◆ **What the task asks**
Extend the court opinion on the motions to suppress, given below ahead of the rows, by writing the next few sentences of its background section.

◆ **Selected passage**
━━━━━━━━━━━━━━━━━━━━
United States District Court, W.D. Kentucky, Louisville Division

May 8, 2019

UNITED STATES OF AMERICA PLAINTIFF
v.
KENNETH J. MOORE; and LINDSEY LEIGH DAVIS DEFENDANTS

          MEMORANDUM OPINION AND ORDER

          GREG N. STIVERS, CHIEF JUDGE UNITED STATES DISTRICT COURT.

         This matter is before the Court on Defendants' Motions to Suppress (DN 24, 25). For the reasons provided below, the motions are GRANTED.

         I. BACKGROUND

         The parties do not appear to dispute the facts relating to the present motions. On April 26, 2018, Officer Matthew Johnson (“Officer Johnson”) of the Shepherdsville Police Department applied for a warrant to search a home on Hillview Boulevard in Louisville, Kentucky, believed to be the residence of Defendant Kenneth Moore (“Moore”). (Def.'s Mot. Suppress 1, DN 24 [hereinafter Moore's Mot. Suppress]; Pl.'s Resp. Defs.' Mots. Suppress 1, DN 26 [hereinafter Pl.'s Resp.]). Moore had previously been stopped by police and arrested for outstanding bench warrants while waiting in the parking lot for his girlfriend, Co-Defendant Lindsey Davis (“Davis”), to return from a doctor's appointment. (Moore's Mot. Suppress 1-2). In the affidavit supporting his application for the search warrant, Officer Johnson alleged that he believed methamphetamine trafficking was occurring at Moore's residence. (Def.'s Mot. Suppress Ex. 1, at 1-2, DN 24-1 [hereinafter Aff.]).
━━━━━━━━━━━━━━━━━━━━
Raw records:

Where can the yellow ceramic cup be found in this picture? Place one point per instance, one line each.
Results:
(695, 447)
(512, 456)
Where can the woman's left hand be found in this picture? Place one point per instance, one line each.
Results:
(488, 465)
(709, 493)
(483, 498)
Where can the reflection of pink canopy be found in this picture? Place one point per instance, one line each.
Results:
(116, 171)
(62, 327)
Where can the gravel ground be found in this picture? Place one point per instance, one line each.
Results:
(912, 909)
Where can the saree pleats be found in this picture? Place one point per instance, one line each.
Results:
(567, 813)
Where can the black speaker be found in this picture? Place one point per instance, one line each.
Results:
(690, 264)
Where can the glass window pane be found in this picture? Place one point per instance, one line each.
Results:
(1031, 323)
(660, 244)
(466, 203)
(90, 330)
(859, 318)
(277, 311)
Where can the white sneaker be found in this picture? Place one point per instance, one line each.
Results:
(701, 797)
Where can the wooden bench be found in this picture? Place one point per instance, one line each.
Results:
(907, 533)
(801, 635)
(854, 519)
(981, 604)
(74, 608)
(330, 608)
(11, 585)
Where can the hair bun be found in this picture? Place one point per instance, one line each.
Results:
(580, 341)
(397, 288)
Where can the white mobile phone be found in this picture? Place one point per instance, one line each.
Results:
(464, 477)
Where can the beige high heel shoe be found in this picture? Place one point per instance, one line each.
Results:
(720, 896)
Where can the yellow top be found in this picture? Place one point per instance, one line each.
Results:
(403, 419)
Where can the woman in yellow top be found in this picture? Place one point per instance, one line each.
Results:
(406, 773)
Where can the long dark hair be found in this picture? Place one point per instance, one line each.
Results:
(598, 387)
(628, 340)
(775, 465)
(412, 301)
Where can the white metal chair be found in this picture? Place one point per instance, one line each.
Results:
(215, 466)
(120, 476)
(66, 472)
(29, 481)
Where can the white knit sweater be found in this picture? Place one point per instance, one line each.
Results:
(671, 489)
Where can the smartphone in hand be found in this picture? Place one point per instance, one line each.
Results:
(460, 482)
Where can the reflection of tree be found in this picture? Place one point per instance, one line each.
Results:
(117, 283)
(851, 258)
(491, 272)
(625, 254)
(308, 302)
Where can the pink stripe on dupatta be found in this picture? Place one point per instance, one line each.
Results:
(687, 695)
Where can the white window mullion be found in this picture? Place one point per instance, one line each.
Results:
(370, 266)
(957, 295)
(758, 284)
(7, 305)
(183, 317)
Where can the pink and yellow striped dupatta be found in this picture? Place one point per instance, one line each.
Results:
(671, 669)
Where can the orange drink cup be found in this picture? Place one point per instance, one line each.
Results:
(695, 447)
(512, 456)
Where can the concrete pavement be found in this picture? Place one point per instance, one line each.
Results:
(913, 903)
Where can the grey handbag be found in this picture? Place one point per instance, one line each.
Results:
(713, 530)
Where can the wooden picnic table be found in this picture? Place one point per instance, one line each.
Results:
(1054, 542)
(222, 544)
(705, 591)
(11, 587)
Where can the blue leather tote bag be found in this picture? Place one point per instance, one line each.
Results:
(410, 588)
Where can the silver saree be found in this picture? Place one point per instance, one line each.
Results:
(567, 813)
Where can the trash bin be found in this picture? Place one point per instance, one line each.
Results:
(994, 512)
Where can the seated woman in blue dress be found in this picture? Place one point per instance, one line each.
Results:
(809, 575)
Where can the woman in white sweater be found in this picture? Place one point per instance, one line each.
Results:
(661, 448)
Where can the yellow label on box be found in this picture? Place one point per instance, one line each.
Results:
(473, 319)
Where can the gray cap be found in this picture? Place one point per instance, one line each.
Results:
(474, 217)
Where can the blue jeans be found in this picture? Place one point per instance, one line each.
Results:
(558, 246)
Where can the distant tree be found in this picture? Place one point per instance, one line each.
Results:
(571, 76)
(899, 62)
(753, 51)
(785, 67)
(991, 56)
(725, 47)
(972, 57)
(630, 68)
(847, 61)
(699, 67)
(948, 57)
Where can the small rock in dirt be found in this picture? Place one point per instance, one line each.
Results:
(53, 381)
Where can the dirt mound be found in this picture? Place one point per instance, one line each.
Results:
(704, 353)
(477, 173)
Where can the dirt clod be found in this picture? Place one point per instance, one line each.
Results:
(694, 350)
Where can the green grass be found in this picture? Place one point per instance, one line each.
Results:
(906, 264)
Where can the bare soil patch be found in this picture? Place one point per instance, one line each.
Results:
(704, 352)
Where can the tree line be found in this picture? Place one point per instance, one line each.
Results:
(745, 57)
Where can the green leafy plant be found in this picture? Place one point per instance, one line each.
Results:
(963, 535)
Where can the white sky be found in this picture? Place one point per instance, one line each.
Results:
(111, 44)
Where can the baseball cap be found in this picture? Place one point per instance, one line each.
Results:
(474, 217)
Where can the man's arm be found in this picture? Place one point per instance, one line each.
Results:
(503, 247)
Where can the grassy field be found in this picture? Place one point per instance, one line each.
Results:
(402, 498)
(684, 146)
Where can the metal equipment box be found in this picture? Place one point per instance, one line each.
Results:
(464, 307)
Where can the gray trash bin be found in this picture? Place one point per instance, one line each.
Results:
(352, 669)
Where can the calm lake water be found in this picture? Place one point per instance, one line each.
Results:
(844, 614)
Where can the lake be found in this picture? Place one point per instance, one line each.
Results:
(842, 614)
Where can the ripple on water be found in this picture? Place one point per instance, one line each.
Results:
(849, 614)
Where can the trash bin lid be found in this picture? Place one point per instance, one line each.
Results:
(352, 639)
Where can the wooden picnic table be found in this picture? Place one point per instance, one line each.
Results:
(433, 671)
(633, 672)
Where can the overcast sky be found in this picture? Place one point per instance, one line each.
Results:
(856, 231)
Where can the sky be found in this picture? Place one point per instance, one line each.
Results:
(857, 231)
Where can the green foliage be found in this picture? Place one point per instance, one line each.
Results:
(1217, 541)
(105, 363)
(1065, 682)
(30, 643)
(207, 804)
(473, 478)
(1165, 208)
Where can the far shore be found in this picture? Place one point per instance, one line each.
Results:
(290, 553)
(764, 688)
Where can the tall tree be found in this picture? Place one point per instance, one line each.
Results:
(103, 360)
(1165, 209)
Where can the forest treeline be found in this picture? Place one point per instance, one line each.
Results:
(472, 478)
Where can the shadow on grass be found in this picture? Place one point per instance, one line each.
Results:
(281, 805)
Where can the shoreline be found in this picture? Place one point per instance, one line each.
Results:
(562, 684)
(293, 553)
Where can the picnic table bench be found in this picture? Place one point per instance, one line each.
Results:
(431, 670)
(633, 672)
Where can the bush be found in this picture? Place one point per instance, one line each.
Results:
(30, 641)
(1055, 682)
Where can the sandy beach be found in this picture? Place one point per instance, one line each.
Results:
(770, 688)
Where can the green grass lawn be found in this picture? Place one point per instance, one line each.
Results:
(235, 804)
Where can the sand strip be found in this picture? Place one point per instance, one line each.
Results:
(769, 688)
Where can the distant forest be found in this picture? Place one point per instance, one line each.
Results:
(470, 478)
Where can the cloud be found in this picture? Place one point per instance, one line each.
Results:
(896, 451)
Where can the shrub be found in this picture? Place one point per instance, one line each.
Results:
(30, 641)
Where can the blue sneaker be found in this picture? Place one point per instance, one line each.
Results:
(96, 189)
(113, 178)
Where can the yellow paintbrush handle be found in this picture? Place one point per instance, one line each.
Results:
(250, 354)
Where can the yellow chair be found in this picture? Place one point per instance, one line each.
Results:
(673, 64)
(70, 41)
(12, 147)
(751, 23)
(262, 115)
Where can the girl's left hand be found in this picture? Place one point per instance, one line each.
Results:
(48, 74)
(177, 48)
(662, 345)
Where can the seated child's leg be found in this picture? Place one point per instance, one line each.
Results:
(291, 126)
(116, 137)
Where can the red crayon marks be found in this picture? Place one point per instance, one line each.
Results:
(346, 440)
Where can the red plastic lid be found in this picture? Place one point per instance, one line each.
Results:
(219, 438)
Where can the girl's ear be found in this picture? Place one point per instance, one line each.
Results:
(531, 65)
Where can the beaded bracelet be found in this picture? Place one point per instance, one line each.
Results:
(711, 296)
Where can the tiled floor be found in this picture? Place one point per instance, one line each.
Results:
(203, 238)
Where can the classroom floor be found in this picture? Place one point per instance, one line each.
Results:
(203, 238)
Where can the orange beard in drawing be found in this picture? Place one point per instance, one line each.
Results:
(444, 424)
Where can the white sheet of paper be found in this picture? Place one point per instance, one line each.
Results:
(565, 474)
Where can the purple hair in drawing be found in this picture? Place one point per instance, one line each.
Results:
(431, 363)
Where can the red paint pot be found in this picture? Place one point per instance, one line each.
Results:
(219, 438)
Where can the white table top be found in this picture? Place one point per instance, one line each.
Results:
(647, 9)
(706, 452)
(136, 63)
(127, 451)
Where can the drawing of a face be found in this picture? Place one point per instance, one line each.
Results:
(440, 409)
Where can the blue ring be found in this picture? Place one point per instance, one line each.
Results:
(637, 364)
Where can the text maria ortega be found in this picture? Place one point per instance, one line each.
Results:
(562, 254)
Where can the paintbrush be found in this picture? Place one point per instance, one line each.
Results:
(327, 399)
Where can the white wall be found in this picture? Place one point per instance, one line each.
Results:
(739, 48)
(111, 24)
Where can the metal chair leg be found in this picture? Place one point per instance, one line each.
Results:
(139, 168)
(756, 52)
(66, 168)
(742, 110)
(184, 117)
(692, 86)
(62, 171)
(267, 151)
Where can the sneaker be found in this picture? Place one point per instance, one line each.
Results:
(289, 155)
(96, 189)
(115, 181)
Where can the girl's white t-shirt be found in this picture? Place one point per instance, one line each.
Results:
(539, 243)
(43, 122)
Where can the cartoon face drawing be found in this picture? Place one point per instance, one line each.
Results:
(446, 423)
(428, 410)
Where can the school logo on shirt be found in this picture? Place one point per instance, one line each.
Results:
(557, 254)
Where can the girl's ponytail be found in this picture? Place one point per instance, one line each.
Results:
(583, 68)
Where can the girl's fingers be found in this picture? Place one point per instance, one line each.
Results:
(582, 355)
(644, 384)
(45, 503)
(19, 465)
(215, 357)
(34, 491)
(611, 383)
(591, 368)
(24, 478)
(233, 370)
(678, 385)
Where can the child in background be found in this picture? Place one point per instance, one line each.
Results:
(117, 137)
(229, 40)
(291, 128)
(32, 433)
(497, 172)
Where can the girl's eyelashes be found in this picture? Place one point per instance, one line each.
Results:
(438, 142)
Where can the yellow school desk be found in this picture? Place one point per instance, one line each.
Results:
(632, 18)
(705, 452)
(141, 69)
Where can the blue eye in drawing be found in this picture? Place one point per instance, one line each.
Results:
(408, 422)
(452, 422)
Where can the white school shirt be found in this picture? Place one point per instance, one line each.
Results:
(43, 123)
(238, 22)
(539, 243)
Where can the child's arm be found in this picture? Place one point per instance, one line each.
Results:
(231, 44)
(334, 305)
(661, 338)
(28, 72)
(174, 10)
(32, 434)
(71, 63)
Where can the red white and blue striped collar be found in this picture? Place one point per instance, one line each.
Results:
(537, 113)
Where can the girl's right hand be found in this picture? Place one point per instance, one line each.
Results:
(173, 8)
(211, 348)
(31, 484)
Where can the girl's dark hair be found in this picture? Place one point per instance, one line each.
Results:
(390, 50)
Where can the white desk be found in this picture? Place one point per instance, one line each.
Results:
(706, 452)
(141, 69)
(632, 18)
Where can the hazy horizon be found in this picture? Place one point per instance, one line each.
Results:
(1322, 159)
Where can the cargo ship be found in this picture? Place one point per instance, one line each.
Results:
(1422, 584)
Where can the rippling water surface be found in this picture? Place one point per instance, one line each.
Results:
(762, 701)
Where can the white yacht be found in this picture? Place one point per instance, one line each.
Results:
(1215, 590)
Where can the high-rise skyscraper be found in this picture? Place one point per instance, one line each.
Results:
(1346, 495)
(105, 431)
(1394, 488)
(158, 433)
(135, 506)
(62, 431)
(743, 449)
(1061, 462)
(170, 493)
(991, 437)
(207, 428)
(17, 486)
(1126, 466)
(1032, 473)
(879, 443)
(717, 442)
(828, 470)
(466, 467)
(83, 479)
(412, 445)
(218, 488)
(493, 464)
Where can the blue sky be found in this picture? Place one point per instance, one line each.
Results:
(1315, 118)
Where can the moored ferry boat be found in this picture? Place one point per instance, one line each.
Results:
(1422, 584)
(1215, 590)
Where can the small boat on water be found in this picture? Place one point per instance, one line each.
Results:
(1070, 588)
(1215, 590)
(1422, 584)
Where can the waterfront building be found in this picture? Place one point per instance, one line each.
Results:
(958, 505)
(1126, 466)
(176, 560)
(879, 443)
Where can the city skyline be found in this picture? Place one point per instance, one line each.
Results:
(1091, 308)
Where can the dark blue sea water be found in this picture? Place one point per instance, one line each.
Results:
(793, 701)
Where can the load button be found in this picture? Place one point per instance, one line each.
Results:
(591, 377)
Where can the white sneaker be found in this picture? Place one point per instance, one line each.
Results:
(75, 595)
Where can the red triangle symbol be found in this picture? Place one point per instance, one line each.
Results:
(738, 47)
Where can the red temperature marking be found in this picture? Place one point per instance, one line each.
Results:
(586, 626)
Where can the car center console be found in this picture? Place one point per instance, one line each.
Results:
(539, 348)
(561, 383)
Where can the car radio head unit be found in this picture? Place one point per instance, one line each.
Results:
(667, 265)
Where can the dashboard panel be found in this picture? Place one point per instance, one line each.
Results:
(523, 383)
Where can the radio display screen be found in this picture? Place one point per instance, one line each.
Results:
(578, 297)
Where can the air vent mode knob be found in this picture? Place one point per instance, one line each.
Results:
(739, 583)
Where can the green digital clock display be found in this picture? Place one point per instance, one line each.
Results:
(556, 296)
━━━━━━━━━━━━━━━━━━━━
◆ **Response**
         Officer Johnson's affidavit described the Hillview Boulevard residence and indicated he expected to discover methamphetamine and associated paraphernalia inside. (Aff. 1-2). Officer Johnson disclosed that he had been an officer with the Shepherdsville Police Department for two years. (Aff. 3). The affidavit also contained four pages of standard recitations regarding drug crimes. (Aff. 3-7). Officer Johnson “checked a public records data base and determined that [Moore] listed his address as 1553 Hillview Blvd” in Louisville, further noted that he had arrested Moore at that address on March 22, 2017, and that Moore had received mail at the address in April 2018. (Aff. 3).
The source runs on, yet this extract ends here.